§ Challenge
Show every line below that contains the word "post". Case counts.

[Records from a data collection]
▼

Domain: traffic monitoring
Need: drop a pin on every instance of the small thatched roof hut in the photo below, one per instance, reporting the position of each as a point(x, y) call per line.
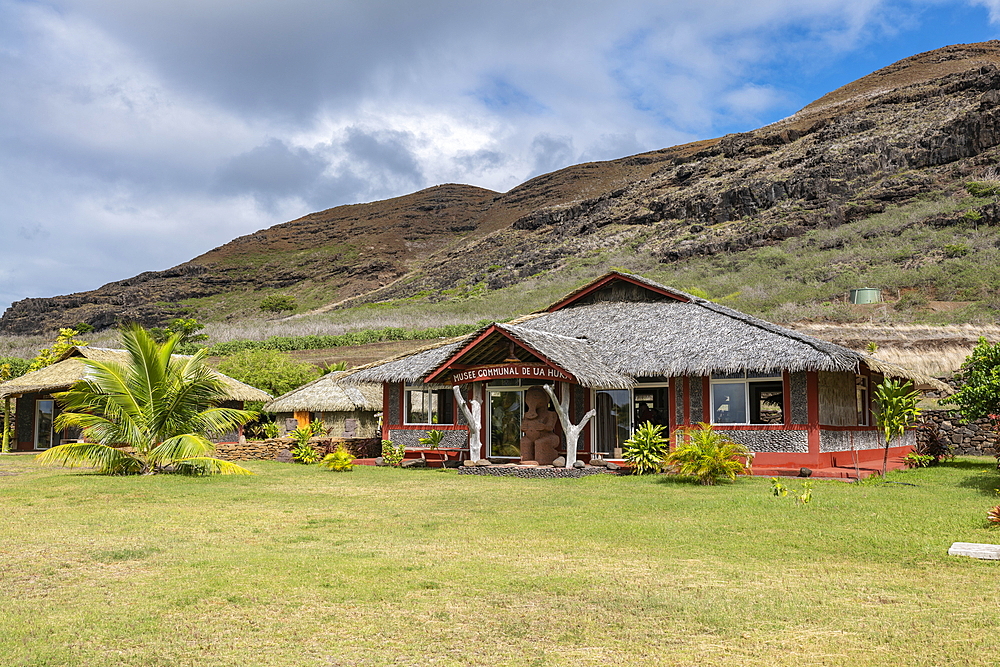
point(70, 369)
point(345, 409)
point(37, 410)
point(326, 394)
point(632, 351)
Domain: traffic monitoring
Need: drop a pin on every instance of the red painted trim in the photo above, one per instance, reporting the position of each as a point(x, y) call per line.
point(812, 408)
point(786, 397)
point(458, 353)
point(494, 328)
point(428, 427)
point(706, 400)
point(761, 427)
point(687, 399)
point(601, 282)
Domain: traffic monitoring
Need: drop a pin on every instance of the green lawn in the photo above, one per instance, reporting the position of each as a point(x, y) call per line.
point(299, 566)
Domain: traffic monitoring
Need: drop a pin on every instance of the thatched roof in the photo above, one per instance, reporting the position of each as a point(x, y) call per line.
point(600, 341)
point(63, 374)
point(327, 395)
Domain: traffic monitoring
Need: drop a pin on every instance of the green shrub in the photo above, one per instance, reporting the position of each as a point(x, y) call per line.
point(391, 454)
point(708, 456)
point(910, 301)
point(270, 370)
point(302, 451)
point(983, 188)
point(340, 460)
point(351, 339)
point(953, 250)
point(278, 303)
point(646, 449)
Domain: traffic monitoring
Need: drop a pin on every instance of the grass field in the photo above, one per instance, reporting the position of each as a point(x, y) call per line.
point(297, 566)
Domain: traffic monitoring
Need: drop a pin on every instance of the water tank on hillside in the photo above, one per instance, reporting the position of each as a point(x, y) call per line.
point(866, 295)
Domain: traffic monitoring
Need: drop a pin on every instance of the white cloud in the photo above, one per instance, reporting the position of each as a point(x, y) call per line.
point(134, 136)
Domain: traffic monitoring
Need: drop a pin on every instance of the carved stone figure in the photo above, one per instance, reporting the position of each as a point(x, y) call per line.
point(539, 443)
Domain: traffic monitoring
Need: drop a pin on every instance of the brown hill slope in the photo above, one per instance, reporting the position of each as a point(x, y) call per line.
point(917, 128)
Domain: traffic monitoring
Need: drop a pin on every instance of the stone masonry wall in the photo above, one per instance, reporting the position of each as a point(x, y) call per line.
point(974, 438)
point(267, 450)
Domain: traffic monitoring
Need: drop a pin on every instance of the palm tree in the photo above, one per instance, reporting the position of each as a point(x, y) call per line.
point(158, 406)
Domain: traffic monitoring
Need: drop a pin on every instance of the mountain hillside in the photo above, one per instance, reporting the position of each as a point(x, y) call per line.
point(890, 180)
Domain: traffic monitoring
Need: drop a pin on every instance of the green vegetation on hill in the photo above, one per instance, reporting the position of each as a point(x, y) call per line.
point(363, 337)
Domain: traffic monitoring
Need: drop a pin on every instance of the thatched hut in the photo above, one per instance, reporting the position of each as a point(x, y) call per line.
point(37, 410)
point(347, 410)
point(630, 351)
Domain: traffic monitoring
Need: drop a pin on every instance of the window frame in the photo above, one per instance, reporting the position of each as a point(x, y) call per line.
point(746, 379)
point(428, 391)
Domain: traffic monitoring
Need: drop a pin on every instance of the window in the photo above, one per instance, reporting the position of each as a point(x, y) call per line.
point(861, 386)
point(423, 405)
point(747, 398)
point(613, 422)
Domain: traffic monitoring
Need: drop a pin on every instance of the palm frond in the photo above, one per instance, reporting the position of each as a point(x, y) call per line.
point(185, 446)
point(205, 465)
point(107, 460)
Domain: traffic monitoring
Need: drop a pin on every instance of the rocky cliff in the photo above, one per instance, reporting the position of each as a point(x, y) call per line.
point(919, 126)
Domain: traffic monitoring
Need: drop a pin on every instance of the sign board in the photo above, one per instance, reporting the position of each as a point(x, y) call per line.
point(507, 371)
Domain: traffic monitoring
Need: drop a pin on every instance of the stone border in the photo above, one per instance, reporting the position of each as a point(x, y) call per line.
point(532, 471)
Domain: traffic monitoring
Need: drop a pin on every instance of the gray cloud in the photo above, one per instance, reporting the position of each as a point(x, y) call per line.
point(140, 134)
point(271, 170)
point(550, 153)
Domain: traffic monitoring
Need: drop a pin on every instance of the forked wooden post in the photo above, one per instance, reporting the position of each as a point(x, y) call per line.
point(572, 431)
point(473, 416)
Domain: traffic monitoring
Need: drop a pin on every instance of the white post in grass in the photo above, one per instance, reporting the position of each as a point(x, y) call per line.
point(473, 415)
point(572, 431)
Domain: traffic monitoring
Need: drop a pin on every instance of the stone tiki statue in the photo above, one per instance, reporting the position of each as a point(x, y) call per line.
point(539, 442)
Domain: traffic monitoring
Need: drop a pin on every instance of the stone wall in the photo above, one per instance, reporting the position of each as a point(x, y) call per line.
point(267, 450)
point(974, 438)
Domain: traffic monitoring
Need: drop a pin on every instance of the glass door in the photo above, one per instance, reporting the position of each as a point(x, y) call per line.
point(506, 411)
point(44, 416)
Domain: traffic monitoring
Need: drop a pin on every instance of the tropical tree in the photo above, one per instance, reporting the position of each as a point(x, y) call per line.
point(646, 449)
point(708, 456)
point(896, 411)
point(148, 415)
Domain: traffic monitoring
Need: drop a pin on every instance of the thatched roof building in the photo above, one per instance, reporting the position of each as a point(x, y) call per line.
point(70, 369)
point(327, 394)
point(349, 410)
point(37, 410)
point(633, 350)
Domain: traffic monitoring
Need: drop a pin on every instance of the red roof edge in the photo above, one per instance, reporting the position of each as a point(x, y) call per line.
point(478, 339)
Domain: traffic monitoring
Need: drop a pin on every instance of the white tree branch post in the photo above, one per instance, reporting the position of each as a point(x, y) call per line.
point(572, 431)
point(473, 415)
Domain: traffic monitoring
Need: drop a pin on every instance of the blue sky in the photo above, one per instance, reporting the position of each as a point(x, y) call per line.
point(135, 136)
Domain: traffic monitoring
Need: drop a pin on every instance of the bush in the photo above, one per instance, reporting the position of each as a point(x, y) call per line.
point(646, 449)
point(391, 454)
point(270, 370)
point(708, 456)
point(302, 451)
point(933, 443)
point(982, 188)
point(278, 303)
point(953, 250)
point(340, 460)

▲

§ Worked answer
Need: drop a pin on every instance of the forked wooden post in the photo above, one per instance, reporting the position of each as a point(x, y) call per line.
Need: drop a pin on every instance of the white post in grass in the photo above, one per instance, reporting the position of each as a point(x, y) call per line.
Need: drop a pin on every instance of the white tree branch post in the photo above, one per instance, reporting the position of each as a point(x, y) call per line.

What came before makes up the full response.